**Goals**
A – Summarize the forum thread in two sentences.
B – Condense the paragraph of the forum thread that begins "I wouldn't doubt that indoor" into a short bulleted list that keeps its main facts.

**Excerpted text**
* Begin *

Thanks Humble. I need to dust off the textbooks and start on a business plan. I have it all layed out in my head and now I just need to put it to paper. I'm sure there are resources available to me, I just need to research more on it.

I wouldn't doubt that indoor would be more profitable, and should I go ahead with this I would eventually like my own place. Part time though, mobile seems to be the easiest route to get started which would fit with my current 9-5 schedule. There would be a lot less overhead as well, plus, I really like driving. Put on some good music and I can drive for hours.


----------



## humble_pie (Jun 7, 2009)

what's appealing is that it's an idea that is grafted right onto mainstream canadian history. There isn't a corner of this country that doesn't have a lumber tradition..

the possibilities for elaborating an axe-throwing event into a much bigger party are endless.

i'm the least handy person i know, but even i am the proud owner of 2 axes (1 big, 1 small) & even i can split good firewood.


----------



## tygrus (Mar 13, 2012)

I don`t know about axe throwing but there will soon be a huge demand for all sorts of recreational experiences when robots take all the jobs.


----------



## Kail (Feb 7, 2012)

I'm honestly surprised how fast it is growing. It's been a niche activity for quite some time, with lumberjack/jill events and various festivities, but it is starting to go quite mainstream now.

Last year for my wife's 30th birthday she asked "can we go axe throwing?", words I never thought I would ever hear her utter as she is quite "girly" as are the rest of her friends. They absolutely loved it though, with some of the girls beating the a few of the guys by a wide margin.

And that's the thing too, you don't need to be a burly lumberjack to throw axes. This first time I ever went I had the honour of playing the league's top female player after winning the tournament. She was 5'2" and MAYBE 90lbs. She destroyed me.

I'll be working on my business plan this weekend and no doubt I'll be back on here asking for some advice. The last time I had to create one was in college eons ago so suffice it say, I don't remember a thing.


----------

* End *

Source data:
* Begin *

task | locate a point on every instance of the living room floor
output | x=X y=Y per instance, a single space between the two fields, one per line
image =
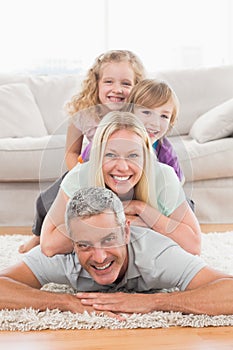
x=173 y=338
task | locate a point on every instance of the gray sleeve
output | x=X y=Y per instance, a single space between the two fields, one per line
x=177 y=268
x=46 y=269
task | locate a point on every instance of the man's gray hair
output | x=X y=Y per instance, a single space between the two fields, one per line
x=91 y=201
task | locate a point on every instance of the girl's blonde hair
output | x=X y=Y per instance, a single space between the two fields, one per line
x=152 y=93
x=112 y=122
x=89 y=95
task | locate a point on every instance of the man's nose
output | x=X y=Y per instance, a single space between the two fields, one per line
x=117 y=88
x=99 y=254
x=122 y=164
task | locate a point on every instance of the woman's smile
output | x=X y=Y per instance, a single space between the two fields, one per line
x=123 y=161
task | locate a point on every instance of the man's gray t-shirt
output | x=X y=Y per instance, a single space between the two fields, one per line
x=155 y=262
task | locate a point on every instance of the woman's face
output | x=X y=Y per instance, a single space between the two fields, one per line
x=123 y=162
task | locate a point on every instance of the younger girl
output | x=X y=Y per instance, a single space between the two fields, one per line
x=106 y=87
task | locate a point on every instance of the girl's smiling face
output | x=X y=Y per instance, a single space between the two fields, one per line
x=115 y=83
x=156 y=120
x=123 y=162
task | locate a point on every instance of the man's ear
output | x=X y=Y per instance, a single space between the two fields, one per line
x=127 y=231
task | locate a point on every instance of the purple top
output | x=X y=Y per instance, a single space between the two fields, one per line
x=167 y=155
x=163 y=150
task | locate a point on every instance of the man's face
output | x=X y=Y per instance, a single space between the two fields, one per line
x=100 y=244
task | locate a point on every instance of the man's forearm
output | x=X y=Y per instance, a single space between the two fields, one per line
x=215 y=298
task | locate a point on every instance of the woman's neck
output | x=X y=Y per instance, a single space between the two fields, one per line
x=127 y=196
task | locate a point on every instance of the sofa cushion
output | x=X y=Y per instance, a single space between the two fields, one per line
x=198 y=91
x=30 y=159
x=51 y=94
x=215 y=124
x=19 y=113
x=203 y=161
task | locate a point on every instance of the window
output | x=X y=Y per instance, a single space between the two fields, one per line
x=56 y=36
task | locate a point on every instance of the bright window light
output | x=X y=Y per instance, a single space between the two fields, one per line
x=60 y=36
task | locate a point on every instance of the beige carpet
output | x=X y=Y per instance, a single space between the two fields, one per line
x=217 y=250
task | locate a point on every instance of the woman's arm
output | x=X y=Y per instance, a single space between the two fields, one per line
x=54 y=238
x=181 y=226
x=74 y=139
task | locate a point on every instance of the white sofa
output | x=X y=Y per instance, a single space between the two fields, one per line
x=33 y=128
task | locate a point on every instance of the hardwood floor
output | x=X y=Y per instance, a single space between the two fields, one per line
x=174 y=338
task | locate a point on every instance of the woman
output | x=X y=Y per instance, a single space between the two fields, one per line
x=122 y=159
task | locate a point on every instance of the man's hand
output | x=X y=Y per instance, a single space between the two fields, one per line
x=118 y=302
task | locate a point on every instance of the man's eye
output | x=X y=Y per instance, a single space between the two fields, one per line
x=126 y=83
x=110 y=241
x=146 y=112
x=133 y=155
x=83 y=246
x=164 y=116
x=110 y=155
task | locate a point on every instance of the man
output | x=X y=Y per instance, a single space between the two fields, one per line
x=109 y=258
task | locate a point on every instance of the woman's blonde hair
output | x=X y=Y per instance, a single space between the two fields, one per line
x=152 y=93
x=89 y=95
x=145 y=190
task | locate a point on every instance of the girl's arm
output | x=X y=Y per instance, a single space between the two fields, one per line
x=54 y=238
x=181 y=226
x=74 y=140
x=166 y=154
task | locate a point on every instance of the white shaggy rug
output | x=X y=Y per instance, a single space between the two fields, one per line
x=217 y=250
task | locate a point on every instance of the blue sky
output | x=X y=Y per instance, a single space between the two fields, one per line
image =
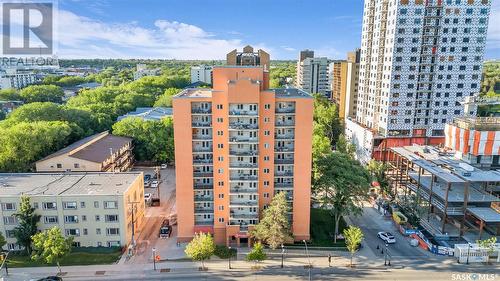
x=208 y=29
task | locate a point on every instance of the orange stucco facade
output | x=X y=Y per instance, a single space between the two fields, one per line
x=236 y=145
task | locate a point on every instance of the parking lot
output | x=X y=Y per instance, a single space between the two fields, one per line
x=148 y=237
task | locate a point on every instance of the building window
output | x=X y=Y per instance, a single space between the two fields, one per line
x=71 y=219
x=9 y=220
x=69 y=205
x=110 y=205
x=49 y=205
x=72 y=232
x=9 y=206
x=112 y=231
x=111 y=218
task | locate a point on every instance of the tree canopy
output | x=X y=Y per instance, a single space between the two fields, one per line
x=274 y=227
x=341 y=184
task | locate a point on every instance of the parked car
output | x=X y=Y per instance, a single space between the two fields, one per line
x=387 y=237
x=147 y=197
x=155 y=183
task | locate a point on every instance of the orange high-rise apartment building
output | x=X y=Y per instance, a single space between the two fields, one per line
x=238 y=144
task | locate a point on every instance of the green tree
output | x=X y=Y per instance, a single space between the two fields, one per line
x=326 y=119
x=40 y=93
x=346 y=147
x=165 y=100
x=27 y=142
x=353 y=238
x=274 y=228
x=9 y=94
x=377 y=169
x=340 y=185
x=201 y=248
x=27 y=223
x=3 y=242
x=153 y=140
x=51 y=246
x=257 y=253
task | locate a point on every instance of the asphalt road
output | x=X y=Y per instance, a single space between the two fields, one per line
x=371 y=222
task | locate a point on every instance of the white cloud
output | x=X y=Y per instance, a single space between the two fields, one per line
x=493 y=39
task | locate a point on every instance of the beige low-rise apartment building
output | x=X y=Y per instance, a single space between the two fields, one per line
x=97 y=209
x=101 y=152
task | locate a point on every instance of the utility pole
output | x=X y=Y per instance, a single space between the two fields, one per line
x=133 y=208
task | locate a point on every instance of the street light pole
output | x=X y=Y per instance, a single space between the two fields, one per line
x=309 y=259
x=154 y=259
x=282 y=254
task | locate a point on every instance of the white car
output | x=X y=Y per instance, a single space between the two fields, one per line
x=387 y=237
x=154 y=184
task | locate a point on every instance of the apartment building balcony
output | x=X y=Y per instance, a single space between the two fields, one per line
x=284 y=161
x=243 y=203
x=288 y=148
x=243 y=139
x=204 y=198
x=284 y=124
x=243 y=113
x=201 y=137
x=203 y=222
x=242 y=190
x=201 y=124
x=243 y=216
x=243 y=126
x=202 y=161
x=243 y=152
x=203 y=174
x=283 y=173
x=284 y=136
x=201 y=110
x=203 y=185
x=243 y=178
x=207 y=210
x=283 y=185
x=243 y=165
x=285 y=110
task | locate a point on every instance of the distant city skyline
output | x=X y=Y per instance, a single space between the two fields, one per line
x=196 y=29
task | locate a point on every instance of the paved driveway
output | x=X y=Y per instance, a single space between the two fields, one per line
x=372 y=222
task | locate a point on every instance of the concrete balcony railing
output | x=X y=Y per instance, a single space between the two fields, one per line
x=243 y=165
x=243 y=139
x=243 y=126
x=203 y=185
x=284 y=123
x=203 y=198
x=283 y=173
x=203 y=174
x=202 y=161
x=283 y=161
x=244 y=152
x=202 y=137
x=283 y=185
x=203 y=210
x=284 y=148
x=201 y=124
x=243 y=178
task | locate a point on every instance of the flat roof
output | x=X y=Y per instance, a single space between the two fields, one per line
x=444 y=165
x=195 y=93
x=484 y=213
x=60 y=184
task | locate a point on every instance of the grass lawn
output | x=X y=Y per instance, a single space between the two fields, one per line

* End *

**Outputs by task**
A – The thread opens with a plan to write a business plan for a part-time mobile axe-throwing business, chosen over a possibly more profitable indoor venue because it fits a 9-5 schedule and has less overhead. Replies point to the idea's ties to Canada's lumber tradition and a coming demand for recreation, and Kail describes axe throwing going mainstream, with people who aren't burly lumberjacks, including women, excelling at it.

B –
- Indoor would likely be more profitable, and a place of their own is the eventual goal.
- Going mobile part time seems the easiest way to start and fits a 9-5 schedule.
- Mobile means much less overhead.
- The writer enjoys driving and can drive for hours with good music.